── Material for this exercise

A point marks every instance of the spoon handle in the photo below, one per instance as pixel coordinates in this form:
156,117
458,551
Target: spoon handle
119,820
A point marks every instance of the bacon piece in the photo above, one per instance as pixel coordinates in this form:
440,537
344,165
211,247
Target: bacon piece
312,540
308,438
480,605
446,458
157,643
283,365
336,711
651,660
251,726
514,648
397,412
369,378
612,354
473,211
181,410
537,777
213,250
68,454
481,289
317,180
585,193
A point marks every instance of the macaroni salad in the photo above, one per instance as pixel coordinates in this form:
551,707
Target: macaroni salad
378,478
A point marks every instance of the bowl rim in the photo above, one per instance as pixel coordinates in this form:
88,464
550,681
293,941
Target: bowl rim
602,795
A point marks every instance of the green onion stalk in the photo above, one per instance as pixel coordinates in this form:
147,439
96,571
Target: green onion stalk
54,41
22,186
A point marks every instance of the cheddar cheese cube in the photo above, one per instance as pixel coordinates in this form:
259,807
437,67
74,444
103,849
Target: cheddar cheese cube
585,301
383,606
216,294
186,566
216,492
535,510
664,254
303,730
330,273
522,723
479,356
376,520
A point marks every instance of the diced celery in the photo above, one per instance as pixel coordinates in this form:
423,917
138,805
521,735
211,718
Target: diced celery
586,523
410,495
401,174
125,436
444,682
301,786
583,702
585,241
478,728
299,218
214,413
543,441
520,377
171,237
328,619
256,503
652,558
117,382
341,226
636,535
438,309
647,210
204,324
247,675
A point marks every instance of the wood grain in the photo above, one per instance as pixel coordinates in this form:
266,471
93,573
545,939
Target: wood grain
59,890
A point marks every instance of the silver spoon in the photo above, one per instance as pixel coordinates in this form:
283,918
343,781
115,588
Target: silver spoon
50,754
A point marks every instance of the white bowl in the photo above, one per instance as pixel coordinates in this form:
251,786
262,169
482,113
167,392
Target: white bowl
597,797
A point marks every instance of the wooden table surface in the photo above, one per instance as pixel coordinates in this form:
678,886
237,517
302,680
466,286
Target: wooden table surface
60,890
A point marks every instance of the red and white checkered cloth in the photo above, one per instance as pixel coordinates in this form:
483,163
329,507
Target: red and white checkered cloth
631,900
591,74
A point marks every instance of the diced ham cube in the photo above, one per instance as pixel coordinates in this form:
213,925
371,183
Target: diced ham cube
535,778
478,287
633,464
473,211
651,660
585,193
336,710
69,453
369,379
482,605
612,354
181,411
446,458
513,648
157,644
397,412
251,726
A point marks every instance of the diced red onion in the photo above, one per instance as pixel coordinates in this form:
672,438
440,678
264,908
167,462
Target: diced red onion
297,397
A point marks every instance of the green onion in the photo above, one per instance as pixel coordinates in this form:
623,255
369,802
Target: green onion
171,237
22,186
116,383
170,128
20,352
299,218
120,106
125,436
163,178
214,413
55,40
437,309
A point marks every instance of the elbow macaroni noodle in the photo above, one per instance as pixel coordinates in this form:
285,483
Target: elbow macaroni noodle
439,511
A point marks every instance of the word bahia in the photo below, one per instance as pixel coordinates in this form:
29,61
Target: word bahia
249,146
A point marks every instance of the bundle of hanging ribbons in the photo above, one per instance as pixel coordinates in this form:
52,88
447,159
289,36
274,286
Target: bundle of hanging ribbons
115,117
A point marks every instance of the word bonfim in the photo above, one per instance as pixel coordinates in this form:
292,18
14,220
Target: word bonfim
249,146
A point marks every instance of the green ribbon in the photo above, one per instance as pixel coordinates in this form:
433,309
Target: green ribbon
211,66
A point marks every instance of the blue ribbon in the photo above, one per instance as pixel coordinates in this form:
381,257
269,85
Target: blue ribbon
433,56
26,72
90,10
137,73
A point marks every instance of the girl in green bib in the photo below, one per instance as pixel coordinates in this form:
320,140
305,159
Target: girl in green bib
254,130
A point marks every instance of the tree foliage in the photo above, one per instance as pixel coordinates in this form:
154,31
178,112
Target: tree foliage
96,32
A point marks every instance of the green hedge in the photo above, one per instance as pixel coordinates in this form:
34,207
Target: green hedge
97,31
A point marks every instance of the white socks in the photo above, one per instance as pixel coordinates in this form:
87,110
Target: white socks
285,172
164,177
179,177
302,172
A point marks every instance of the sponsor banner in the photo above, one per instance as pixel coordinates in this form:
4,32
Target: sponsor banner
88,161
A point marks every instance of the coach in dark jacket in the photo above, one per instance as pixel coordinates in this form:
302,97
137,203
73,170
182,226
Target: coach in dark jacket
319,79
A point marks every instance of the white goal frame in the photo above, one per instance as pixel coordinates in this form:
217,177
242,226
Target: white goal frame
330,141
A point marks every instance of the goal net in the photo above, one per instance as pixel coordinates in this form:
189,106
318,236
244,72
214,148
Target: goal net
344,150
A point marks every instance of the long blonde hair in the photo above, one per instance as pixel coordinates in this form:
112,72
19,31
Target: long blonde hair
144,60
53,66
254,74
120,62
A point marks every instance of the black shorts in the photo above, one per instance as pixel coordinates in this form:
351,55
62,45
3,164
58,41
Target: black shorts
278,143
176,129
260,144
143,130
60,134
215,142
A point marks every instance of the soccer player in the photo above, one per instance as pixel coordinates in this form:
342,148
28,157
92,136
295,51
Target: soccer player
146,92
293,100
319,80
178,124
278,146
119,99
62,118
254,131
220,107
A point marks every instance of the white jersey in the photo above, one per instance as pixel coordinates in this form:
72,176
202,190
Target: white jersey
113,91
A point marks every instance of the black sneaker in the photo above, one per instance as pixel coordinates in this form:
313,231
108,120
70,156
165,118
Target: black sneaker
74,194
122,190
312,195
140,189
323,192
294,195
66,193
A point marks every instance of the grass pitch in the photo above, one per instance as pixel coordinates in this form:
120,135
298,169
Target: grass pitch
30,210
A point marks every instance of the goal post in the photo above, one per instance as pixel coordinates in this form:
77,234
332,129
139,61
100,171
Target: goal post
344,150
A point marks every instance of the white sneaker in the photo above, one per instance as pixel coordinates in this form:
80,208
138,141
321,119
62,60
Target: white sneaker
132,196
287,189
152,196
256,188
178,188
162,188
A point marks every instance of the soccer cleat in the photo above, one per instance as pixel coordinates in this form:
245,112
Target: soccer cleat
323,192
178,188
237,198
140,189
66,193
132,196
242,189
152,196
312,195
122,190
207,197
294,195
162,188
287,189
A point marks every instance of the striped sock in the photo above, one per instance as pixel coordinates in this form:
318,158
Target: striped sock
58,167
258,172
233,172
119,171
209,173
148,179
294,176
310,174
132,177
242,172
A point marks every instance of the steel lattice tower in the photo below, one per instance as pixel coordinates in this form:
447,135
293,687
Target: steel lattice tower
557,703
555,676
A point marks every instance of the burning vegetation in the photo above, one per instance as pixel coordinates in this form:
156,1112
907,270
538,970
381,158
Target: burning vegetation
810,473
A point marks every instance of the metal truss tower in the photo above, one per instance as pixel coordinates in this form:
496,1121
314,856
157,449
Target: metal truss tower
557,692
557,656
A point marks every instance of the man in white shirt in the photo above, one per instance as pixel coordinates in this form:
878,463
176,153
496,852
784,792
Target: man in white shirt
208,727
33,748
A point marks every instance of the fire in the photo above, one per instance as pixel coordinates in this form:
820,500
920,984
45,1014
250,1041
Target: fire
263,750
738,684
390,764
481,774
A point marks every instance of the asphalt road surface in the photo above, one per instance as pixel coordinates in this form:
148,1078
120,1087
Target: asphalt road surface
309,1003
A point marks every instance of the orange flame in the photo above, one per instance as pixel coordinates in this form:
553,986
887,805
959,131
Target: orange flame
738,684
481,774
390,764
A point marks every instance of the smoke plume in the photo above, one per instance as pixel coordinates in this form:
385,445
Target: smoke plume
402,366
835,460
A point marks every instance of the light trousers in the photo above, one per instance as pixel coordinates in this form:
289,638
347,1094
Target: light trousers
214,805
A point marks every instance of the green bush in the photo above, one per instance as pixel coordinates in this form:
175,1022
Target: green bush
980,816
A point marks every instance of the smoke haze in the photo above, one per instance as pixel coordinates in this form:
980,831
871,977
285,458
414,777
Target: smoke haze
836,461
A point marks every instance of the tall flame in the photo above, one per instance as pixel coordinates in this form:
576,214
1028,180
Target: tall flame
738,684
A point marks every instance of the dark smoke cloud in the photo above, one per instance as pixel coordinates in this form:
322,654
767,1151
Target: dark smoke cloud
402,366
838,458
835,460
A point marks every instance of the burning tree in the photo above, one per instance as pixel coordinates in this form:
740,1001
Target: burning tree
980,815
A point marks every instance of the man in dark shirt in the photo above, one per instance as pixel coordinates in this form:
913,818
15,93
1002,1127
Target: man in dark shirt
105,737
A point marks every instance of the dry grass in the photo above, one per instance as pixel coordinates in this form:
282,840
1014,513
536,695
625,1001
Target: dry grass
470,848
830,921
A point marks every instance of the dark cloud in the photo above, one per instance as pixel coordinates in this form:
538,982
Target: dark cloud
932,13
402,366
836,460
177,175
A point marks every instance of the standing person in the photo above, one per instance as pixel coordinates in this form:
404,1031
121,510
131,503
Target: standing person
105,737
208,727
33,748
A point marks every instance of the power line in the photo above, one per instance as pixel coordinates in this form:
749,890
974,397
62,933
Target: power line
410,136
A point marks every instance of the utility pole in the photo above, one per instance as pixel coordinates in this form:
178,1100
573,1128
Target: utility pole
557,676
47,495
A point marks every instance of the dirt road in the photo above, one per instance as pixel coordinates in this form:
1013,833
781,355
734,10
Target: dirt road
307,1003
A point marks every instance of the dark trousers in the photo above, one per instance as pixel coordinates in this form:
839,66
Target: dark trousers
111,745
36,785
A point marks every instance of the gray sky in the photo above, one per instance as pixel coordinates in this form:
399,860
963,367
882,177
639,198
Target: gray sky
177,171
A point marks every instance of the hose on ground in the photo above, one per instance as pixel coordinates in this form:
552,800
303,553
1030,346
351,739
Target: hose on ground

────

**What is expected**.
Can you reproduce, character for character, everything from the line containing "A point marks every instance of the hose" down to the end of the entries, with both of those ends included?

**Response**.
A point marks every instance of the hose on ground in the photo above, one per instance as pixel coordinates in this form:
552,800
303,553
1030,346
351,739
Target: hose on ground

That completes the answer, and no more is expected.